**What to produce**
Omit every picture and return the rest of the data unaltered.

**Raw records**
/---

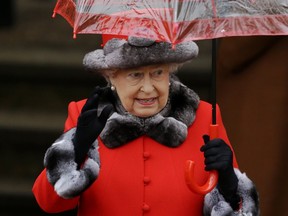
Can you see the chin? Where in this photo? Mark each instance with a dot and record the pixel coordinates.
(145, 114)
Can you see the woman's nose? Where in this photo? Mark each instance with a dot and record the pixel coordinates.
(147, 84)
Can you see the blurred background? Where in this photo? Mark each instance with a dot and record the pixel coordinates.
(41, 72)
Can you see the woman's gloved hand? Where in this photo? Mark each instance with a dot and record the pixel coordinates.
(219, 156)
(89, 124)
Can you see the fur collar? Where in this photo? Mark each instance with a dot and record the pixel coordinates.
(169, 127)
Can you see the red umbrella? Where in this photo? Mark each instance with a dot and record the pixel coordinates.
(176, 21)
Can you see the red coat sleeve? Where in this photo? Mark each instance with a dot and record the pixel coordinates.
(43, 191)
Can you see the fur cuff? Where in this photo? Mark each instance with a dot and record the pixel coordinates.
(62, 172)
(215, 204)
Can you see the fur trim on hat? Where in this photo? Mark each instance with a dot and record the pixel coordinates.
(137, 52)
(215, 204)
(62, 172)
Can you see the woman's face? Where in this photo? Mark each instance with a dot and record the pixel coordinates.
(142, 91)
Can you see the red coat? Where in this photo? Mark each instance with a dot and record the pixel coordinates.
(140, 177)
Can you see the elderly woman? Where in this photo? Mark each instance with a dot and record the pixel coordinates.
(123, 149)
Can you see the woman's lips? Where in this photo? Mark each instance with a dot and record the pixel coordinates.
(146, 101)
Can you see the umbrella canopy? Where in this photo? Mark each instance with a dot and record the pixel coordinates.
(175, 21)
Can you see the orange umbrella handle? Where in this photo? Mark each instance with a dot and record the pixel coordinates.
(213, 175)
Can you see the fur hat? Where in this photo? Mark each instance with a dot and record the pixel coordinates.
(136, 52)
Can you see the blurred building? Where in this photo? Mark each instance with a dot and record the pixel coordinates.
(40, 72)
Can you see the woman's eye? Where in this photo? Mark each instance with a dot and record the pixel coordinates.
(135, 75)
(157, 73)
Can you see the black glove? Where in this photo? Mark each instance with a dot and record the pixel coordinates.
(219, 156)
(90, 125)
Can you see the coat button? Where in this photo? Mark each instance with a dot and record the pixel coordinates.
(145, 207)
(146, 180)
(146, 155)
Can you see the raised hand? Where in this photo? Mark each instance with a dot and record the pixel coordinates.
(90, 125)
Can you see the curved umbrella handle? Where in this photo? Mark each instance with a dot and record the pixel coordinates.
(213, 175)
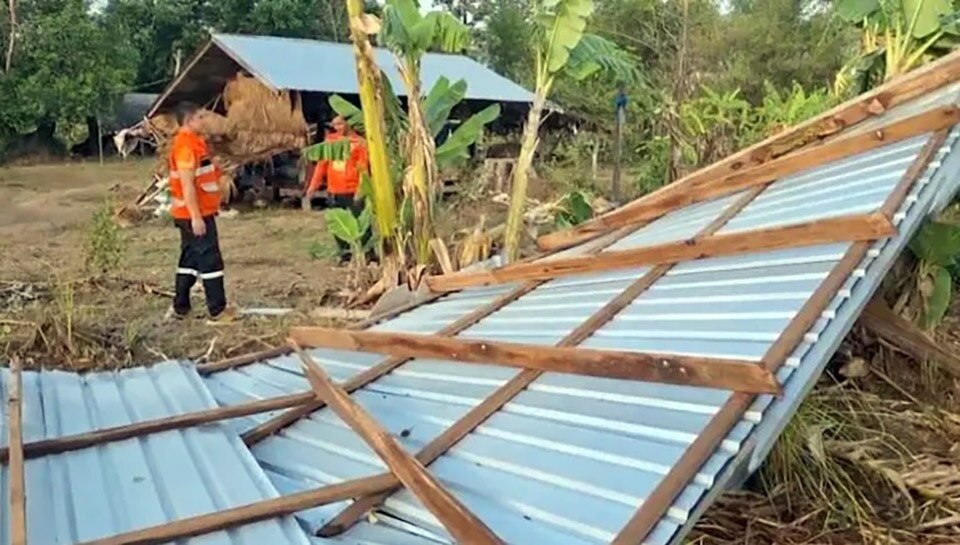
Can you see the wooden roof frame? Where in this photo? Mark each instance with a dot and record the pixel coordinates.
(463, 525)
(808, 135)
(726, 374)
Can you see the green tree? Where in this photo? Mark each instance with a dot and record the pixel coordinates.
(68, 67)
(561, 47)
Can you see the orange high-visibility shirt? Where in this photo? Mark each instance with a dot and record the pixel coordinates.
(189, 152)
(343, 177)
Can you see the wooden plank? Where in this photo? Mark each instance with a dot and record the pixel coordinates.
(247, 514)
(241, 360)
(85, 440)
(848, 228)
(679, 196)
(281, 421)
(463, 525)
(18, 497)
(813, 131)
(728, 374)
(917, 168)
(680, 475)
(906, 337)
(496, 401)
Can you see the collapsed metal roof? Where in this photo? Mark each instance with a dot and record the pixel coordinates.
(541, 456)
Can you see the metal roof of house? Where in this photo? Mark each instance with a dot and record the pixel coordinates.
(295, 64)
(104, 490)
(569, 460)
(328, 67)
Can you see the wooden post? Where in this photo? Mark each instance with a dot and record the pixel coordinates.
(100, 140)
(463, 525)
(621, 106)
(18, 498)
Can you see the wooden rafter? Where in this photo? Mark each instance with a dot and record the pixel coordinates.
(843, 229)
(736, 375)
(281, 421)
(916, 169)
(463, 525)
(681, 474)
(247, 514)
(496, 401)
(118, 433)
(808, 135)
(18, 498)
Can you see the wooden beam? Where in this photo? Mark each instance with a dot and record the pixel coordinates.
(371, 374)
(281, 421)
(496, 401)
(119, 433)
(463, 525)
(736, 375)
(248, 514)
(805, 135)
(655, 506)
(906, 337)
(241, 360)
(18, 497)
(681, 474)
(916, 170)
(826, 231)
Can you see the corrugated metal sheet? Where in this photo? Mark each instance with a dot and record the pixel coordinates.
(127, 485)
(327, 67)
(569, 460)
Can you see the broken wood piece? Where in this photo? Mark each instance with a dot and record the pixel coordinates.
(241, 360)
(371, 374)
(907, 337)
(327, 313)
(504, 394)
(705, 445)
(248, 514)
(18, 497)
(736, 375)
(826, 231)
(679, 195)
(463, 525)
(78, 441)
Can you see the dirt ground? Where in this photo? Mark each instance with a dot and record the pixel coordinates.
(278, 258)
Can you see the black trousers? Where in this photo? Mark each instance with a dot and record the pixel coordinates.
(200, 259)
(355, 206)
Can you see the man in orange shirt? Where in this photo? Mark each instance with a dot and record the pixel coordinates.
(195, 188)
(342, 177)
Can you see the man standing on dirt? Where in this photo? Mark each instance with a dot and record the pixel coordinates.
(195, 188)
(343, 177)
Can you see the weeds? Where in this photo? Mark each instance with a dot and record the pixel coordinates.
(104, 241)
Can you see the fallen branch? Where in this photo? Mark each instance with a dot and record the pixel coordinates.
(907, 337)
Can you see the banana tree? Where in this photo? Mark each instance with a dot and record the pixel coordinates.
(410, 35)
(562, 47)
(897, 36)
(362, 26)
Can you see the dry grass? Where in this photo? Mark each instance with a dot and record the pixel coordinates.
(53, 312)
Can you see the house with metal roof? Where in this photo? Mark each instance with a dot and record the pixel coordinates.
(607, 392)
(317, 69)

\---

**Task response**
Can you see the chin? Where in this photo? Mark each instance with a dot and record the pixel coordinates.
(145, 114)
Can you see the woman's nose? Where in this photo? Mark each instance with a dot and record the pixel coordinates.
(147, 84)
Can you see the blurred background? Where in this photo? Mark each instance with a dot and record the pixel coordinates.
(41, 72)
Can you see the woman's gloved hand? Where in this photo? Mark each instance with a dot and record the pixel coordinates.
(219, 156)
(89, 124)
Can you see the fur collar? Where in this photo? Mark each instance with a dot and record the pixel coordinates.
(169, 127)
Can you see the red umbrella? Where in this photo? Mark each instance with a dot and record the pixel coordinates.
(176, 21)
Can you see the red coat sleeve? Where in this photo? Mark each instance with a dot and record the pixel coordinates.
(43, 191)
Can you see the fur cuff? Where in this photo? Mark each instance with a dot and record the pixel coordinates.
(62, 172)
(215, 204)
Can you see the fur trim on hat? Where in this photo? Mark each instance with a dot and record the pixel coordinates.
(137, 52)
(215, 204)
(62, 172)
Can you see the woman's face? Where in this photo? Mark each instance with a dot and record the pixel coordinates.
(142, 91)
Can you see the red coat? Where in this photo? Mark each instance with a dot and record the pixel coordinates.
(140, 177)
Can you see the elderly woman? Where in this photo? Mark each instance with a dot and record the pixel coordinates.
(123, 149)
Can you see the woman's lips? Where in this photo? Mark each instance with a dot and record the pixel coordinates.
(146, 101)
Can you see the umbrella canopy? Where in this photo? Mark each instance with a dot and record the pixel coordinates.
(175, 21)
Can you see the orange umbrella handle? Where in this photo? Mark each instance with a dot and record the pixel coordinates.
(213, 175)
Can you see the fur hat? Where in this photo? Mark each instance with a dot and record the pixel coordinates.
(136, 52)
Can you see the blurred building? Where in this photo? Mark each instance with a dot and record the pixel coordinates.
(40, 72)
Can you see the woman's eye? Where in this photo? Mark each instance with a dot and record the pixel coordinates.
(135, 75)
(157, 73)
Can you see the black glove? Where in this photo? Mark each instance with a dot and record the pixel coordinates.
(219, 156)
(90, 125)
Can you see the coat button? Where in this photo? Mark each instance with a dot and record the pixel coordinates.
(145, 207)
(146, 180)
(146, 155)
Can you see the raised hand? Where in this photo? Mark each instance with a dot and record the pixel coordinates.
(90, 125)
Can you see the curved umbrella handle? Where in this photo? Mark each instance with a dot and record the pixel coordinates.
(213, 175)
Can you see the wooden roof frame? Where in this photo? Mark each instance with a dot and record the pixel coordinates.
(463, 525)
(808, 135)
(726, 374)
Can you see the green tree? Where in this photo? Mark each instance with a dot and record the pixel coordinates.
(68, 67)
(561, 47)
Can you see the orange high-visibility shirt? Where in this photo? Mark each instance with a dot and record the pixel coordinates.
(189, 152)
(343, 177)
Can you see the wooden plank? Where in this photo? Mark each instance with a dot and record the pixel coordinates.
(247, 514)
(241, 360)
(85, 440)
(848, 228)
(679, 196)
(281, 421)
(463, 525)
(18, 497)
(813, 131)
(728, 374)
(917, 168)
(680, 475)
(906, 337)
(496, 401)
Can you see the collapsed metal roof? Where in this photo? Mark each instance with a dot and record the pixel coordinates.
(541, 456)
Can you see the metal roof of house? Where in this photo? Mark each instance with a dot and record the pixel coordinates.
(295, 64)
(104, 490)
(569, 460)
(328, 67)
Can you see the wooden post? Where in this photo? Mark each instance with a dot and record the pixel coordinates.
(100, 140)
(463, 525)
(621, 106)
(18, 498)
Can you see the wooden rafter? Where in this photo? Mark each instance with a dot and record the pixel coordinates.
(843, 229)
(736, 375)
(281, 421)
(916, 169)
(463, 525)
(681, 474)
(247, 514)
(496, 401)
(118, 433)
(808, 135)
(18, 498)
Can you see the wooden beam? Where in this photo? Mark each instance with a dot and record the pixel coordinates.
(371, 374)
(281, 421)
(496, 401)
(119, 433)
(463, 525)
(736, 375)
(248, 514)
(805, 135)
(655, 506)
(906, 337)
(241, 360)
(18, 497)
(681, 474)
(916, 170)
(826, 231)
Can you see the corrugated metal sheet? Where in this photo? Mark each instance with a dot and record the pixel coordinates.
(127, 485)
(327, 67)
(569, 460)
Can you see the broken wood piece? Where in this photo? Mark each instance with a dot and record the pixel coordinates.
(241, 360)
(371, 374)
(907, 337)
(327, 313)
(504, 394)
(705, 445)
(248, 514)
(18, 497)
(736, 375)
(826, 231)
(679, 195)
(463, 525)
(78, 441)
Can you see the dirt ground? Where in this photo? Mark each instance with a dot and record the pixel coordinates.
(278, 258)
Can you see the black trousers? Where in this photo? Mark each instance with a dot and record the pixel coordinates.
(200, 259)
(355, 206)
Can you see the man in orange shirt? Where in this photo? Mark each instance with a dot and record the pixel coordinates.
(195, 188)
(342, 177)
Can you see the man standing on dirt? Where in this photo? Mark each instance with a dot and record the pixel coordinates.
(195, 188)
(343, 177)
Can you see the weeds? Where in this photo? Mark each instance with a dot and record the pixel coordinates.
(104, 241)
Can you see the fallen branch? Where in this photo? Mark each instance with a dot and record the pixel coordinates.
(907, 337)
Can you see the banana tree? Where in this photo? Mark each instance with a dot and record the pixel coordinates.
(410, 35)
(562, 47)
(897, 36)
(362, 26)
Can you see the dry grass? Where in this photo? Mark each instance with a dot and record the pixel coordinates.
(53, 312)
Can you see the house with metal roof? Where in this photo? Mark each instance with a dot and record the pixel coordinates.
(607, 392)
(317, 69)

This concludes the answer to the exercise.